### Material supplied
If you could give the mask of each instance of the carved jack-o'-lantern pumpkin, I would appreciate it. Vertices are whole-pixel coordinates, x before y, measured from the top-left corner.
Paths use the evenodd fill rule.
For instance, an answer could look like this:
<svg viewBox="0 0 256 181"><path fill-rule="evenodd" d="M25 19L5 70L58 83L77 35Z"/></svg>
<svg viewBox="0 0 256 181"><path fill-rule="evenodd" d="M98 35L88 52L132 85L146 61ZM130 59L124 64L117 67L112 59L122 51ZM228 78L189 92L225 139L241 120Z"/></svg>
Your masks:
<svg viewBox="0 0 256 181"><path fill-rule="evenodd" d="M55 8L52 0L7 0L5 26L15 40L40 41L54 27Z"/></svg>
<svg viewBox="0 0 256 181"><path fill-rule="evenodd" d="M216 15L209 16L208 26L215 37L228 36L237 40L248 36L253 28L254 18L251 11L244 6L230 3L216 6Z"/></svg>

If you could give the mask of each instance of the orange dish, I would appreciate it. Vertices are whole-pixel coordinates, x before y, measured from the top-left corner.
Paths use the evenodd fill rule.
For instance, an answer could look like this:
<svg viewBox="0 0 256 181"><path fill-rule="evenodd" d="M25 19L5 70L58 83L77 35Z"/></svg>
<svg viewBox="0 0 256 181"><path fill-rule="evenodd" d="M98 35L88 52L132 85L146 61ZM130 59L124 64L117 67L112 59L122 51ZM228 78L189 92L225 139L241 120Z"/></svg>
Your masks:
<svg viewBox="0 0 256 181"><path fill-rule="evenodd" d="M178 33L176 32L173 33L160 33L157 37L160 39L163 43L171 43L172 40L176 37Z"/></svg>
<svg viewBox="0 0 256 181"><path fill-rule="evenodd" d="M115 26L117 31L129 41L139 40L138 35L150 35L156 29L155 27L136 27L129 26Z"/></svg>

### Work to complete
Reproduce the rows above with each occurrence of "top-left corner" changed to "upper-left corner", keeping every other character the same.

### Response below
If you could give the mask of each instance of the carved jack-o'-lantern pumpkin, I would appreciate it. Vertices are whole-pixel coordinates, x before y, measured from the upper-left corner.
Paths use the evenodd fill rule.
For instance, an answer could look like this:
<svg viewBox="0 0 256 181"><path fill-rule="evenodd" d="M25 19L5 70L58 83L77 35Z"/></svg>
<svg viewBox="0 0 256 181"><path fill-rule="evenodd" d="M98 35L88 52L132 85L146 61ZM130 59L124 64L117 67L112 59L122 51ZM228 78L189 92L225 139L241 120Z"/></svg>
Your masks:
<svg viewBox="0 0 256 181"><path fill-rule="evenodd" d="M55 8L52 0L7 0L5 26L15 40L40 41L54 27Z"/></svg>
<svg viewBox="0 0 256 181"><path fill-rule="evenodd" d="M216 15L209 16L208 26L215 37L228 36L237 40L248 36L253 28L254 18L251 11L244 6L230 3L216 6Z"/></svg>

If you could give the mask of each instance of the orange dish, I would appreciate it. Vertices are whole-pixel coordinates, x before y, measured from the upper-left corner.
Paths use the evenodd fill rule.
For instance, an answer could look like this:
<svg viewBox="0 0 256 181"><path fill-rule="evenodd" d="M25 19L5 70L58 83L77 35Z"/></svg>
<svg viewBox="0 0 256 181"><path fill-rule="evenodd" d="M98 35L88 52L132 85L146 61ZM130 59L124 64L117 67L112 59L122 51ZM228 78L189 92L225 139L241 120Z"/></svg>
Your masks:
<svg viewBox="0 0 256 181"><path fill-rule="evenodd" d="M178 33L176 32L173 33L160 33L157 37L160 39L163 43L171 43L172 40L176 37Z"/></svg>
<svg viewBox="0 0 256 181"><path fill-rule="evenodd" d="M115 26L117 31L129 41L139 40L138 35L150 35L156 29L155 27L136 27L129 26Z"/></svg>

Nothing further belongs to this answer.